TEXT SEGMENT
- Borough: Harrow
- County: Greater London
- Population: 14,343 (2021)
- Major settlements: Harrow Weald
- Area: 4.856 km²

Current electoral ward
- Created: 1965
- Seats: 3 (since 1978) 4 (until 1978)

= Harrow Weald (ward) =

Electoral ward in London, England

Harrow Weald is an electoral ward in the London Borough of Harrow. The ward was first used in the 1964 elections and elects three councillors to Harrow London Borough Council.

== Geography ==
The ward is named after the district of Harrow Weald.

== Councillors ==

| Election | Councillors |  |  |  |  |  |
|---|---|---|---|---|---|---|
| 2022 |  | Ramji Chauhan (Conservative) |  | Pritesh Patel (Conservative) |  | Stephen Greek (Conservative) |

== Elections ==

=== 2022 ===

Harrow Weald (3)

INSTRUCTION A
From the rows, copy out the stretch from the line containing "As a warehouse inventory system, detect every tail" through the line containing "[65,54,192,119]" exactly, keeping both end lines.

TASK DATA

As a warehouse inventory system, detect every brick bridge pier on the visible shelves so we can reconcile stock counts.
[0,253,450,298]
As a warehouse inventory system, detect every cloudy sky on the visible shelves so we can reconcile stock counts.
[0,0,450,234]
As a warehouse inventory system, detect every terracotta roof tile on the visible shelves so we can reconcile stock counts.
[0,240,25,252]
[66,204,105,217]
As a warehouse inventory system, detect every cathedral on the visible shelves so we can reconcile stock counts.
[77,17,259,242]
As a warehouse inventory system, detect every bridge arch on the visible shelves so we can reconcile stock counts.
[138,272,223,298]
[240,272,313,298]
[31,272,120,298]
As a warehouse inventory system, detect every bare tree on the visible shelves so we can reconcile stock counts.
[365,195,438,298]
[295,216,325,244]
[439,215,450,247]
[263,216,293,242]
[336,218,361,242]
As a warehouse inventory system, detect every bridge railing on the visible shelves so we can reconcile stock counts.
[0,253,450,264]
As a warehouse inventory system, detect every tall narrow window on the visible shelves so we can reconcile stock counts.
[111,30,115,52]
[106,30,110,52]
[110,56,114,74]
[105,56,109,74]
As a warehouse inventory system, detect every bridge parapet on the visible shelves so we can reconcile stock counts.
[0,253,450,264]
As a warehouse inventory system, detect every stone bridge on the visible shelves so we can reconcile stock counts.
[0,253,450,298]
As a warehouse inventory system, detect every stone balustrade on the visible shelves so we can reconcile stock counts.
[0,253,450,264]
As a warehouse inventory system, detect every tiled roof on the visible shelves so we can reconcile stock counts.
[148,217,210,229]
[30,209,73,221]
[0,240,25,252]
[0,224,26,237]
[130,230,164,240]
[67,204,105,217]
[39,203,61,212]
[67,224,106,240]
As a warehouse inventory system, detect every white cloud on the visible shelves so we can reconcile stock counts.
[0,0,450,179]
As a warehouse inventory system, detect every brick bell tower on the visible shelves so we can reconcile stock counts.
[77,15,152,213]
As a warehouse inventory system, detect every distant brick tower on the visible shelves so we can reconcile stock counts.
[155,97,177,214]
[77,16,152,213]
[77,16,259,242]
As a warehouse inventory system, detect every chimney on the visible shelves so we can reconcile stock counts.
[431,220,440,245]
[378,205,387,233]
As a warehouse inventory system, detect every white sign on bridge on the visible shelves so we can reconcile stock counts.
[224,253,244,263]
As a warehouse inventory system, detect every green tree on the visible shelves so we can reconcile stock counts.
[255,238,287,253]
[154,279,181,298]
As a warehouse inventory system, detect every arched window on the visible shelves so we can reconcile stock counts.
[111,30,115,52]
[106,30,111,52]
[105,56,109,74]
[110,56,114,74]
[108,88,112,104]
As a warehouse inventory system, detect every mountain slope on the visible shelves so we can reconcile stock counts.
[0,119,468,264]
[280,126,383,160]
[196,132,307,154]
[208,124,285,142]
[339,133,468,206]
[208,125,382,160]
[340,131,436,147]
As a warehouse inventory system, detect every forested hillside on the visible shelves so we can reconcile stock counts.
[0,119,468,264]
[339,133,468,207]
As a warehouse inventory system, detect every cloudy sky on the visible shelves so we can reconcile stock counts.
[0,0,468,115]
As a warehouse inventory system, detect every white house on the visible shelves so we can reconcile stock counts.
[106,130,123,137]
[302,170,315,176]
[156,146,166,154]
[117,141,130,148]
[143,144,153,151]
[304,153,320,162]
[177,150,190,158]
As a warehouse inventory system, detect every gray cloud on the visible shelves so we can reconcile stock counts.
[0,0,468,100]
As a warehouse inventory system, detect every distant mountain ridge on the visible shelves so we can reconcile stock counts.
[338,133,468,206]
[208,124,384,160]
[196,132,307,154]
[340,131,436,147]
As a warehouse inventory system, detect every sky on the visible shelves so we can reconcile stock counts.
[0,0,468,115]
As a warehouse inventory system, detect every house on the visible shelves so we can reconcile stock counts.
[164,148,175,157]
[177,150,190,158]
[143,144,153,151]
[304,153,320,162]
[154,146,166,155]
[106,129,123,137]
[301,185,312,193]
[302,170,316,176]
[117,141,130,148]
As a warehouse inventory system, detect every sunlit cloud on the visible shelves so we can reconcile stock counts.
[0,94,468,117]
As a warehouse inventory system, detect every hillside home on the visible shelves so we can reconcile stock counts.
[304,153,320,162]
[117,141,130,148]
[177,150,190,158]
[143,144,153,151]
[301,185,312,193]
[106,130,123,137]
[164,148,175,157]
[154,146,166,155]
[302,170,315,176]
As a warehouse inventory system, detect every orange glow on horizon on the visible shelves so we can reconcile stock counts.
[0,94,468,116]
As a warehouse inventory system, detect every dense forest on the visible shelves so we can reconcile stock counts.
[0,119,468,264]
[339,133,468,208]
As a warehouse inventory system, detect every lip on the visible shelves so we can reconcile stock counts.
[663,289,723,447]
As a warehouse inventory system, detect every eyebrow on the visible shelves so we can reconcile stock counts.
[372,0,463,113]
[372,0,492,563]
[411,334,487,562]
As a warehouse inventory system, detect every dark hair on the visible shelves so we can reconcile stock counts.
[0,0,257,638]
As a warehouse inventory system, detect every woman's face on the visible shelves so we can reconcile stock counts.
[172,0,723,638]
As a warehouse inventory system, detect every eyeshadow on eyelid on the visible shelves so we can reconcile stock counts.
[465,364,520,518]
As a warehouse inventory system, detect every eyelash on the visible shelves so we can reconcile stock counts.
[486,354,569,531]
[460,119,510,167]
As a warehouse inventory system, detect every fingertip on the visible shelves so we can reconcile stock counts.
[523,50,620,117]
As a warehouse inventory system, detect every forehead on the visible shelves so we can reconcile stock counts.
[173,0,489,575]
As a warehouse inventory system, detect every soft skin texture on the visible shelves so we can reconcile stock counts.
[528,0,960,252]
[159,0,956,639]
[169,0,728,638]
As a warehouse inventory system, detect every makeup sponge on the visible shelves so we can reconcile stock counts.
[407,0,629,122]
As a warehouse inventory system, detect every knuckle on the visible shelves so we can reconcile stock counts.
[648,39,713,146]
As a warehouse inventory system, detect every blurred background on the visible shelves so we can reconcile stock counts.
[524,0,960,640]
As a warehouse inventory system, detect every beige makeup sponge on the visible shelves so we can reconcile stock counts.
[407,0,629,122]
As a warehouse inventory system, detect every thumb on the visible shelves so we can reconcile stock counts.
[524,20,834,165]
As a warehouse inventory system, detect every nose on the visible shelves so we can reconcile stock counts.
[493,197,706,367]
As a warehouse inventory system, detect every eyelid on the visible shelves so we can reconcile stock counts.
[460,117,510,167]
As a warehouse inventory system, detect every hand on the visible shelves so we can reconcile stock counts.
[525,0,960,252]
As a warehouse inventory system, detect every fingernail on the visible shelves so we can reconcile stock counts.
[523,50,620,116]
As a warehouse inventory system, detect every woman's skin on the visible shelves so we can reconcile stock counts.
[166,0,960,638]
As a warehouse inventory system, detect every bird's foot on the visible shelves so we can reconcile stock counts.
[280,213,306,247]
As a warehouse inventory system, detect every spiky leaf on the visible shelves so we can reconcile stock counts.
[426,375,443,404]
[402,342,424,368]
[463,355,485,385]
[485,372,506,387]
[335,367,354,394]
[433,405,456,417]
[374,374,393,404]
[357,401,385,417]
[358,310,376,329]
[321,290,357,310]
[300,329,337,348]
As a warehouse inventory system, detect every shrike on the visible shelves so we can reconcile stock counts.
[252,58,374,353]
* * *
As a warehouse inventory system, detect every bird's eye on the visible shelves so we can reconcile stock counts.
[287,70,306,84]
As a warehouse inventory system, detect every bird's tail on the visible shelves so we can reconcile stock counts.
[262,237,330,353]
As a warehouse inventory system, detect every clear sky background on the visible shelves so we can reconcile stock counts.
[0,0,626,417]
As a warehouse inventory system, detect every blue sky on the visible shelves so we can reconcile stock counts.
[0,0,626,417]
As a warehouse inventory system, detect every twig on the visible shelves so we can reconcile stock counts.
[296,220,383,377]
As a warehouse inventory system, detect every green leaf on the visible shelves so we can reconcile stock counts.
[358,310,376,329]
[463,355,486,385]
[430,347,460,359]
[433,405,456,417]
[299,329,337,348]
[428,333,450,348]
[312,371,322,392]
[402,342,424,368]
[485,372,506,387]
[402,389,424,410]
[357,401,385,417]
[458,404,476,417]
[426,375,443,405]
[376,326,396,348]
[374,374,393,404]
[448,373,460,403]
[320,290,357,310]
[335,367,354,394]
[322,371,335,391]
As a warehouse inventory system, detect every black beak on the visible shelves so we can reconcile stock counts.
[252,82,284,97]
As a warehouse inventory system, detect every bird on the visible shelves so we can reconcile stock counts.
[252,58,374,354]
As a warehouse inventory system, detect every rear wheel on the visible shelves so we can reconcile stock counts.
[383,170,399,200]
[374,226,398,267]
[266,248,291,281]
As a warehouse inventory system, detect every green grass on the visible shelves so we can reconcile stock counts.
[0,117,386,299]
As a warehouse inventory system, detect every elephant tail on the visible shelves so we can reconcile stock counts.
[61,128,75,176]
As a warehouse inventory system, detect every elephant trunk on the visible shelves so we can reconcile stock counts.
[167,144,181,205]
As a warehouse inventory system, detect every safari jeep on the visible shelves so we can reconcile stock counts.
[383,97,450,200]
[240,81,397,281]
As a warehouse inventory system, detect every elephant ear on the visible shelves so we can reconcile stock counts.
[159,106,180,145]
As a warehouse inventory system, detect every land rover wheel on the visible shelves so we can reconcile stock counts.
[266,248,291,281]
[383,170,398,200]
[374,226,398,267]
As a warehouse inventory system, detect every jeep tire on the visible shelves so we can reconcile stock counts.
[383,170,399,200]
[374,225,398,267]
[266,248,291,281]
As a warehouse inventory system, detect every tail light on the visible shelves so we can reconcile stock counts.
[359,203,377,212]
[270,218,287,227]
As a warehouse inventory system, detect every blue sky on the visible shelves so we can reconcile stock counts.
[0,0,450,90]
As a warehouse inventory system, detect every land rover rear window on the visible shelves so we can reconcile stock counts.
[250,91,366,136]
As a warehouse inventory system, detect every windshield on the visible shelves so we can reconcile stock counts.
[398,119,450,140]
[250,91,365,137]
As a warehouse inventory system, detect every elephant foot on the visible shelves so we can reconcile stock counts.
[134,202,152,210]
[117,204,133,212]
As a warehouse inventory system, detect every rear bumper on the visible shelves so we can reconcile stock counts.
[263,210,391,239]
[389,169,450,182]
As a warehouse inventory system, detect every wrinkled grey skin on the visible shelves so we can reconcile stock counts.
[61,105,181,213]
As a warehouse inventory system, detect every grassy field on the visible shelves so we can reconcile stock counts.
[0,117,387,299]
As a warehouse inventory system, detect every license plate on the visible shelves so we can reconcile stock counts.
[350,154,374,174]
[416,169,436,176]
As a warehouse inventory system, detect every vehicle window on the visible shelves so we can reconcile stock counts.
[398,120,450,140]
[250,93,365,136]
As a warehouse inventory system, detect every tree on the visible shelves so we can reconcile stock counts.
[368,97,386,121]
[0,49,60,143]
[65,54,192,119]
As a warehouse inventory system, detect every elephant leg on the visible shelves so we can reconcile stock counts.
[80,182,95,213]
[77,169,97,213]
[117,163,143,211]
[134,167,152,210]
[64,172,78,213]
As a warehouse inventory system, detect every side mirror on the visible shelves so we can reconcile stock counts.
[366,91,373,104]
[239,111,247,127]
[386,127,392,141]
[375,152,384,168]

INSTRUCTION B
Rewrite the stretch of the Harrow Weald ward text from "Harrow Weald is" through "of Harrow Weald.", putting "neighborhood" in place of "district".

COMPLETE OUTPUT A
As a warehouse inventory system, detect every tail light on the visible shelves so we can reconcile stock counts.
[359,203,377,212]
[270,218,287,227]
As a warehouse inventory system, detect every blue sky on the visible shelves so we can reconcile stock counts.
[0,0,450,90]
As a warehouse inventory system, detect every land rover rear window on the visible shelves so we can reconcile stock counts.
[250,91,366,136]
As a warehouse inventory system, detect every windshield on the visible shelves so we can reconcile stock counts.
[398,119,450,140]
[250,91,365,137]
As a warehouse inventory system, detect every elephant foot on the visible shelves so we can reconcile stock counts.
[134,202,152,210]
[117,204,133,212]
As a warehouse inventory system, detect every rear bumper on the visible shelves so we can reconcile stock counts.
[263,210,391,239]
[389,169,450,182]
As a warehouse inventory system, detect every wrinkled grey skin on the visible shelves so we can reconcile stock counts.
[61,105,181,213]
As a warehouse inventory system, detect every grassy field on the visible shelves so we can reconcile stock counts.
[0,117,387,299]
As a warehouse inventory system, detect every license plate on the visible shelves so we can reconcile stock counts.
[350,154,374,174]
[416,169,436,176]
As a warehouse inventory system, detect every vehicle window on the visible shelves so we can reconcile stock counts.
[398,120,450,140]
[250,93,365,136]
As a warehouse inventory system, detect every tree on the visible shelves so we can reconcile stock counts.
[368,97,386,121]
[0,49,60,143]
[65,54,192,119]

COMPLETE OUTPUT B
Harrow Weald is an electoral ward in the London Borough of Harrow. The ward was first used in the 1964 elections and elects three councillors to Harrow London Borough Council.

== Geography ==
The ward is named after the neighborhood of Harrow Weald.